-- Begin Document segment --
Searching over 5,500,000 cases.

Buy This Entire Record For $7.95

Download the entire decision to receive the complete text, official citation,
docket number, dissents and concurrences, and footnotes for this case.

Learn more about what you receive with purchase of this case.

Reed v. Bowen

United States District Court, S.D. Indiana, Terre Haute Division

September 1, 2016




         Plaintiff Anthony W. Reed, an inmate at Putnamville Correctional Facility, filed this civil action for incidents that occurred while Reed was incarcerated at the Hamilton County Jail. Reed alleges that the defendants Mark Bowen, Jason Sloderbeck, Lt. Benson, J. Miller, Cindy Gitman and Jane Doe violated his constitutional rights in a variety of ways.
-- End Document segment --
-- Begin Given information --
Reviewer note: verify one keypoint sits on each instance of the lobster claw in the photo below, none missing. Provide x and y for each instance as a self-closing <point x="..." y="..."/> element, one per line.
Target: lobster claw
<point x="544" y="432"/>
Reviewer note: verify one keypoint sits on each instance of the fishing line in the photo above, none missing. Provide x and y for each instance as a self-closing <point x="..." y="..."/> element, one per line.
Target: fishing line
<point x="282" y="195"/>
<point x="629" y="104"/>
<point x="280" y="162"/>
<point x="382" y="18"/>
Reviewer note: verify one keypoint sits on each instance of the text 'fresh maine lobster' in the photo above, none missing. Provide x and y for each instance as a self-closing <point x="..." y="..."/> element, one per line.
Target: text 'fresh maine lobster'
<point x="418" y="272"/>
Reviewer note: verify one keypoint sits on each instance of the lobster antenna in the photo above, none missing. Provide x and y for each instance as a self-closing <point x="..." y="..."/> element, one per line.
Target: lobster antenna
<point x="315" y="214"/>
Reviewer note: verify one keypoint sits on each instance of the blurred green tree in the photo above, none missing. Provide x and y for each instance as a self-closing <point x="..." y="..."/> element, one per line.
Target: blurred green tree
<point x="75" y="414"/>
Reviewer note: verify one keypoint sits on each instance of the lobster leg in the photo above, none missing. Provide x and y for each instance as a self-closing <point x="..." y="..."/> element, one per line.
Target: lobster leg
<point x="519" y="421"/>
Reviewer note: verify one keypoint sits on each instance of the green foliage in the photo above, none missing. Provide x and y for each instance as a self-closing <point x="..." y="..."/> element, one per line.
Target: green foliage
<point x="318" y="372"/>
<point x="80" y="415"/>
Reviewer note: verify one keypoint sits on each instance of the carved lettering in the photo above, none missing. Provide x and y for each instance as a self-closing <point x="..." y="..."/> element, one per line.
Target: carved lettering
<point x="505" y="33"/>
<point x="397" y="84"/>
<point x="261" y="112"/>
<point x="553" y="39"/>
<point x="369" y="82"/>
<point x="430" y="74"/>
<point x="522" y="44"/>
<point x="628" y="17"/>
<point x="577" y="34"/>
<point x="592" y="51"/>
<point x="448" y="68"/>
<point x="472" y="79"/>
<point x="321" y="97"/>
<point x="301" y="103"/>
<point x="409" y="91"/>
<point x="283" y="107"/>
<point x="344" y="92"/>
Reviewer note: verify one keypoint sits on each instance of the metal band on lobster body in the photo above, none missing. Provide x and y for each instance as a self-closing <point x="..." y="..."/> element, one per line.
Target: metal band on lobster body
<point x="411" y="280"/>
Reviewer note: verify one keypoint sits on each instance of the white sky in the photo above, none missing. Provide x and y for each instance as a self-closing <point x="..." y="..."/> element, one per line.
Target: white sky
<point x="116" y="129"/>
-- End Given information --
Work to do:
[1] Answer these questions from the court case page:
(a) What price is listed for buying the entire record?
(b) Which court is named for the case?
(c) Where was Reed incarcerated when the incidents occurred?
[2] Extract from the records the lines running from the one that contains "of the metal" through the end of the records, inclusive, and copy them with no changes.

Answers to the problems:
[1]
(a) $7.95
(b) United States District Court, S.D. Indiana, Terre Haute Division
(c) The Hamilton County Jail

[2]
Reviewer note: verify one keypoint sits on each instance of the metal band on lobster body in the photo above, none missing. Provide x and y for each instance as a self-closing <point x="..." y="..."/> element, one per line.
Target: metal band on lobster body
<point x="411" y="280"/>
Reviewer note: verify one keypoint sits on each instance of the white sky in the photo above, none missing. Provide x and y for each instance as a self-closing <point x="..." y="..."/> element, one per line.
Target: white sky
<point x="116" y="129"/>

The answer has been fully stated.